## Listed entries

>> Begin

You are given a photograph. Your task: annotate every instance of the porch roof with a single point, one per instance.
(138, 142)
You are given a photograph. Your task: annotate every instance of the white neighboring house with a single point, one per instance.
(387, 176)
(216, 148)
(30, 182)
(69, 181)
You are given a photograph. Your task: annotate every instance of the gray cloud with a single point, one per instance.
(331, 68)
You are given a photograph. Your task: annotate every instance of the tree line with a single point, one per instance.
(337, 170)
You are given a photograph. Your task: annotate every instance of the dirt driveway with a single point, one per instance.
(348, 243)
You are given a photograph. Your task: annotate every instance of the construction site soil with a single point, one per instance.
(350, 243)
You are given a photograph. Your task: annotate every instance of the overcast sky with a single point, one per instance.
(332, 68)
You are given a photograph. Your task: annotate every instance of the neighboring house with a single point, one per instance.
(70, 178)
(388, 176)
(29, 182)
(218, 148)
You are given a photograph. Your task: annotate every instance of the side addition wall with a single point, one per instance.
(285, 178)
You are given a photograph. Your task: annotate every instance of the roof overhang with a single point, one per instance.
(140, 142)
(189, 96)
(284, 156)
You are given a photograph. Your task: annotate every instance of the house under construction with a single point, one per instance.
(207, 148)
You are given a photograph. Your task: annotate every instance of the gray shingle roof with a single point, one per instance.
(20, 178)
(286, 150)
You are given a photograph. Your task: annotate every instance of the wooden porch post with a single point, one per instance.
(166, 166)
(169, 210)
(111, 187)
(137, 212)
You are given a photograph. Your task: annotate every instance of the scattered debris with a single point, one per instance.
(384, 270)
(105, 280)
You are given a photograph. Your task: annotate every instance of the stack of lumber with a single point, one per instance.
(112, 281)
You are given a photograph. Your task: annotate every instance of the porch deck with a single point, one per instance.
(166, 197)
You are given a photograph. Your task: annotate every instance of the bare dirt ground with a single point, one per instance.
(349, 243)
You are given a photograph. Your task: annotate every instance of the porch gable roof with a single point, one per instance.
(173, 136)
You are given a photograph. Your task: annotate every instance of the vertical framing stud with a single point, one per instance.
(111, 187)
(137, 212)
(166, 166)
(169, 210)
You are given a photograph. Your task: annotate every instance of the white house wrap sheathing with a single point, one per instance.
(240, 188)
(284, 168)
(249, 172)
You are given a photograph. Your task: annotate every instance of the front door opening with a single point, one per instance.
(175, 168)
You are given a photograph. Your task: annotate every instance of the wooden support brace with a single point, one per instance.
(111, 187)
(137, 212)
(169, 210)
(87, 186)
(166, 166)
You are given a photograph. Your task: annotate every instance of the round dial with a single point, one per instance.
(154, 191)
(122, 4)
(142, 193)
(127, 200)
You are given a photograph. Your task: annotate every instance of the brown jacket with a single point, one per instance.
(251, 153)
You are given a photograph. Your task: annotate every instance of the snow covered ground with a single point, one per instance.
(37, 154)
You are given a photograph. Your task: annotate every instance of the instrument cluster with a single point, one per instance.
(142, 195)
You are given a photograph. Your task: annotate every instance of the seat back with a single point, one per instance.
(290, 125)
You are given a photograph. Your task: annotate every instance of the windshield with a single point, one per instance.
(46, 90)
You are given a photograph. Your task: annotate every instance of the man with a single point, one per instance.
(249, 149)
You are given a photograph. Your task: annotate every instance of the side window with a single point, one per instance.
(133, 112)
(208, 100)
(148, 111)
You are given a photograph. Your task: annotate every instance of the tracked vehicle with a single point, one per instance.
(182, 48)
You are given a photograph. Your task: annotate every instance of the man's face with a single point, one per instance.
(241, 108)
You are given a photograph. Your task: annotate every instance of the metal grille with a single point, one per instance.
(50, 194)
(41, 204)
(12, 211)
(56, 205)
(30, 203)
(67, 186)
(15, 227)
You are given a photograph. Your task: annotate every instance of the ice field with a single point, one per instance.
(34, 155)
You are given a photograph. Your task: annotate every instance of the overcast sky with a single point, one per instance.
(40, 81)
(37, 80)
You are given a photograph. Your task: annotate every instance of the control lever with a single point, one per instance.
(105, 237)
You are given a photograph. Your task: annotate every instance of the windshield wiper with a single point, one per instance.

>> End

## Problem details
All of the records must be repeated exactly.

## Solution to this exercise
You are given a photograph. Your task: annotate every instance of the porch roof with a single point, one per instance.
(138, 142)
You are given a photograph. Your task: annotate every instance of the white neighboring house with a single point, one per instance.
(387, 176)
(216, 148)
(30, 182)
(69, 181)
You are given a photograph. Your task: annotate every instance of the gray cloud with a single point, one per instance.
(331, 68)
You are given a photograph. Your task: annotate every instance of the tree line with a single point, one per instance.
(337, 170)
You are given a photograph. Your task: annotate every instance of the dirt driveway with a single point, one per instance.
(348, 243)
You are given a photograph. Your task: annotate every instance of the construction site soil with a single point, one per instance.
(350, 243)
You are given a photograph. Your task: annotate every instance of the overcast sky with a single point, one per instance.
(332, 68)
You are given a photograph. Your task: annotate every instance of the neighboring house with a single point, one per instance.
(70, 178)
(388, 176)
(29, 182)
(218, 148)
You are given a photograph. Your task: annotate every instance of the side addition wall with a single point, one per instance.
(285, 178)
You are given a photograph. Your task: annotate every instance of the roof overhang with a single point, one per instance.
(140, 142)
(189, 96)
(284, 156)
You are given a photograph. Your task: annotate every instance of the house under construction with a single point, one per instance.
(207, 148)
You are given a photograph. Your task: annotate every instance of the gray shingle roof with a single point, one per instance.
(20, 178)
(286, 150)
You are given a photograph. Your task: annotate every instance of the wooden porch post with a single point, one per instance.
(166, 166)
(169, 210)
(111, 187)
(137, 212)
You are given a photograph. Your task: annotate every instance of the scattered debris with a single point, one per instance.
(384, 270)
(105, 280)
You are given a photograph. Your task: annotate every instance of the stack of lumber with a single point, one per instance.
(112, 281)
You are given a photograph. Your task: annotate every instance of the porch deck with a single point, one per instance.
(166, 197)
You are given a photograph. Your task: annotate every instance of the bare dirt ground with a single point, one per instance.
(349, 243)
You are given a photograph. Your task: annotate every instance of the porch gable roof with a single point, one per instance.
(173, 136)
You are given a photograph. Your task: annotate every instance of the vertical framing stud with a single point, one per instance.
(111, 187)
(137, 212)
(166, 166)
(169, 210)
You are given a photograph. Your task: annotate every instance of the white house wrap sheathing with a single point, one per instance.
(240, 188)
(284, 168)
(249, 172)
You are given a photograph. Your task: annotate every instance of the front door opening with a single point, one per instance.
(175, 168)
You are given a photograph. Your task: annotate every instance of the wooden support brace with a single point, one per instance.
(111, 187)
(137, 212)
(169, 210)
(87, 186)
(166, 166)
You are given a photograph. Your task: annotate every instance of the round dial with a single point, one per instance.
(154, 191)
(122, 4)
(142, 193)
(127, 200)
You are given a photograph. Your task: annotate every instance of the brown jacket with a single point, one per instance.
(251, 153)
You are given a photograph. Your task: annotate every instance of the snow covered ground with a single point, one per instance.
(37, 154)
You are given a photograph. Your task: annotate every instance of the instrument cluster with a single point, one per instance.
(142, 195)
You are given a photograph. Your task: annotate every instance of the seat back with a single point, one per instance.
(290, 125)
You are given a photograph. Your task: annotate every instance of the windshield with a single point, one per instance.
(46, 90)
You are given a photograph. Your task: annotate every instance of the man with a single point, one per instance.
(249, 149)
You are given a photograph. Your task: annotate every instance of the side window with a single point, one per instance.
(133, 112)
(208, 100)
(148, 111)
You are given a photograph. Your task: annotate every instance of the tracked vehicle with a single point, one per instance.
(182, 48)
You are given a photograph. Your task: annotate every instance of the man's face with a single point, one per instance.
(241, 108)
You are given a photograph. Your task: annotate every instance of the metal grille with a single point, one per instance.
(50, 194)
(41, 204)
(12, 211)
(56, 205)
(30, 203)
(67, 186)
(15, 227)
You are given a photograph. Your task: annotate every instance of the ice field with a single point, one per instance.
(34, 155)
You are given a photograph. Your task: annotate every instance of the overcast sky with a single point, one per instance.
(40, 81)
(37, 80)
You are given a photograph. Your task: annotate every instance of the control lever with a single point, one per instance.
(105, 237)
You are given a photograph. Your task: annotate every instance of the windshield wiper with a single point, one per instance.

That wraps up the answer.